__Data rows__
◆ ◆ ◆ ◆ ◆

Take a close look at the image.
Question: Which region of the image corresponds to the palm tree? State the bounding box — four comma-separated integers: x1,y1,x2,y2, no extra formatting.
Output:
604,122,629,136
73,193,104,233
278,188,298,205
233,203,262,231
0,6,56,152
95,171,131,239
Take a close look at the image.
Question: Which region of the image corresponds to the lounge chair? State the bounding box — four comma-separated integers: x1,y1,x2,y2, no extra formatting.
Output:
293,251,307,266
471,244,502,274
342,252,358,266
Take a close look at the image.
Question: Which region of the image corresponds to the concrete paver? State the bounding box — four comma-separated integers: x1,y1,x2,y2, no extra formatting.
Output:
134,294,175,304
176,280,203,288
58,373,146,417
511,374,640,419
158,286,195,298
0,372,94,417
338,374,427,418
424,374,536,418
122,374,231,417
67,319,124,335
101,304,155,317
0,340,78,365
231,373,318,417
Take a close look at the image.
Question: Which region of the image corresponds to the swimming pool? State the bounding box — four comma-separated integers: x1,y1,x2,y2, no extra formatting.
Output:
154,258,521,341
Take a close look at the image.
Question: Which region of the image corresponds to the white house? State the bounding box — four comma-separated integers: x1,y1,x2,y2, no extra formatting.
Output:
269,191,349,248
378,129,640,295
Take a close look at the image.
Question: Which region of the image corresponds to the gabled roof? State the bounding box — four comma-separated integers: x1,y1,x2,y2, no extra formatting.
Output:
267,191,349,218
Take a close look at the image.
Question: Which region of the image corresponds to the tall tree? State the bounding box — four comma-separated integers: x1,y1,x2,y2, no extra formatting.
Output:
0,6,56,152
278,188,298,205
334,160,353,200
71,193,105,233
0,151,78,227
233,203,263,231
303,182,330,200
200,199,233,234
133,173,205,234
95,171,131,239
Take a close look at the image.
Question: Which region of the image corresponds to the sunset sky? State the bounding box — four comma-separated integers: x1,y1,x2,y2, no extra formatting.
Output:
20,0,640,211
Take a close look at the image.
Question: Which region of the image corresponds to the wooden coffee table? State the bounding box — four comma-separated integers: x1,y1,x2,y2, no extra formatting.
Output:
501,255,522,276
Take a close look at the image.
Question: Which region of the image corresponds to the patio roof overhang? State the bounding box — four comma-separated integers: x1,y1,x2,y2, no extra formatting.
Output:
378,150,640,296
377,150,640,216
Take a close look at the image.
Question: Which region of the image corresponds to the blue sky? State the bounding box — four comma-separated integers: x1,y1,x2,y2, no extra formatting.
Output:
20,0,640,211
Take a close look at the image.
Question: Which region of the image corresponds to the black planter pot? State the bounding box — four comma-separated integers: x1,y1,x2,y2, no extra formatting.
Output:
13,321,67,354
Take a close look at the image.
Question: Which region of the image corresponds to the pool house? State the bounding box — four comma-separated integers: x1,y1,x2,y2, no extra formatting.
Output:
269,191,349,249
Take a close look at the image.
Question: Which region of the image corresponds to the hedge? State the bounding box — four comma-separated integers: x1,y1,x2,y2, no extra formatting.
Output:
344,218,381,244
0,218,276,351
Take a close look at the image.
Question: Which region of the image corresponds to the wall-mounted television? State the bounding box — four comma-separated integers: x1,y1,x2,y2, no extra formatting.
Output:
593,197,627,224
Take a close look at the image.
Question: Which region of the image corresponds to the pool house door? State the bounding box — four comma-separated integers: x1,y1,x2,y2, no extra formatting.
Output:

◆ ◆ ◆ ◆ ◆

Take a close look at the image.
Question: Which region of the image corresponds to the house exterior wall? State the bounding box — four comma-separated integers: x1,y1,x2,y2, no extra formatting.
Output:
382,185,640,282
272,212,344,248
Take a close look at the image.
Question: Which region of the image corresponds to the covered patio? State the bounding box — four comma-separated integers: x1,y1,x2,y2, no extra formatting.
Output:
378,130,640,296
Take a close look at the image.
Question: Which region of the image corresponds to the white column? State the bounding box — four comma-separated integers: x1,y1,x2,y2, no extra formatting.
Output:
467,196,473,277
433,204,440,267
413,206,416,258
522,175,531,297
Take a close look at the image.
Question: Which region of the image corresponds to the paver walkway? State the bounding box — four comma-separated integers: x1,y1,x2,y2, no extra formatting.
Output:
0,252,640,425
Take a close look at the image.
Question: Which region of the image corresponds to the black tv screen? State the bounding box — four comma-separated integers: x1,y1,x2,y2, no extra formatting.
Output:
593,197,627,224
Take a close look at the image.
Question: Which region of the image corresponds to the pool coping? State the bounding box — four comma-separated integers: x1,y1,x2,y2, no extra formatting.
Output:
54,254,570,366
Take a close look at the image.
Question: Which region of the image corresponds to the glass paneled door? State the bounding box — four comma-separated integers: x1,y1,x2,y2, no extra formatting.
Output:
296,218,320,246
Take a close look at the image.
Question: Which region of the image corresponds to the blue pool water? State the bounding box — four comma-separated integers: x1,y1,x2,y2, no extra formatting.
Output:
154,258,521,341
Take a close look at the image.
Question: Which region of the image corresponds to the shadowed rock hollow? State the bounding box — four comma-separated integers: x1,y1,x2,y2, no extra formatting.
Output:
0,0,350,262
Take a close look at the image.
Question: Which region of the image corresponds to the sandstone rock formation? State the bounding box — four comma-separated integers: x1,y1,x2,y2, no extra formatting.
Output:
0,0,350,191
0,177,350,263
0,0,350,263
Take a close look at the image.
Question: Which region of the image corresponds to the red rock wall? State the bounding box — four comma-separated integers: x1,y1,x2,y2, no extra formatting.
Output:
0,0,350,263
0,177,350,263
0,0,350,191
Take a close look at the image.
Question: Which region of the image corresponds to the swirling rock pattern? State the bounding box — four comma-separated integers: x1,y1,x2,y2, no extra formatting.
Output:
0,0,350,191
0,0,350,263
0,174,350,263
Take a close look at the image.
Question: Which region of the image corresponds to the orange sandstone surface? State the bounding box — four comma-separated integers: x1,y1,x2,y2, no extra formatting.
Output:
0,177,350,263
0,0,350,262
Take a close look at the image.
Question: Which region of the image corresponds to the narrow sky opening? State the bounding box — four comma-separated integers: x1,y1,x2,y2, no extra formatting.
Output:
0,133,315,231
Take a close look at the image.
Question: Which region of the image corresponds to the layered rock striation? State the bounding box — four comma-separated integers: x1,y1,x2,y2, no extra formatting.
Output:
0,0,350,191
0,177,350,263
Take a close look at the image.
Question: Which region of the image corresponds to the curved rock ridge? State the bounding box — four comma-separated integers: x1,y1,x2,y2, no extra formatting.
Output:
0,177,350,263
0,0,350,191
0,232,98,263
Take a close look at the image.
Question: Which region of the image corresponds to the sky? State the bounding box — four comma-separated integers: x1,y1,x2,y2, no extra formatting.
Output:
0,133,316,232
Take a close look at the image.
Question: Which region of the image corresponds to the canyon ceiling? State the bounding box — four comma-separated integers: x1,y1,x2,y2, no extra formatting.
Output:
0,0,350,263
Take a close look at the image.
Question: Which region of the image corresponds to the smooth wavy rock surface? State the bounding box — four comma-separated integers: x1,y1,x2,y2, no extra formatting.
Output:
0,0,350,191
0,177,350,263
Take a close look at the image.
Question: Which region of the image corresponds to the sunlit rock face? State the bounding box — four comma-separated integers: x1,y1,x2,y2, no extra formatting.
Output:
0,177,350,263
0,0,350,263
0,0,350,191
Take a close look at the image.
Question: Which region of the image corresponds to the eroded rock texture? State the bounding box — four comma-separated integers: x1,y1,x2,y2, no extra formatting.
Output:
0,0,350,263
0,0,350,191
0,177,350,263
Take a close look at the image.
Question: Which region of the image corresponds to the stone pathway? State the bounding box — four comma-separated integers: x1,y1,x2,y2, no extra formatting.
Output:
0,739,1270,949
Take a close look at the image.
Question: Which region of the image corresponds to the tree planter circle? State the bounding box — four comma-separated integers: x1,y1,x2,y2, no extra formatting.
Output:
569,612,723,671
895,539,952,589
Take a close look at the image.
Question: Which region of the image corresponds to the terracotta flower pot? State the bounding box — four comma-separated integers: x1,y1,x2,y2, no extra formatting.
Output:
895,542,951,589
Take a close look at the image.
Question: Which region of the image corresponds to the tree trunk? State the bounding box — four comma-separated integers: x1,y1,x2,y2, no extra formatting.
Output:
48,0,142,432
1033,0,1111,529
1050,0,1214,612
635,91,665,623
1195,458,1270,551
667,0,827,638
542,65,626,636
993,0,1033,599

◆ ◆ ◆ ◆ ◆

__Task__
Count the lines in the records that contain the word "planter" and reply with the number alone.

__Exercise output__
2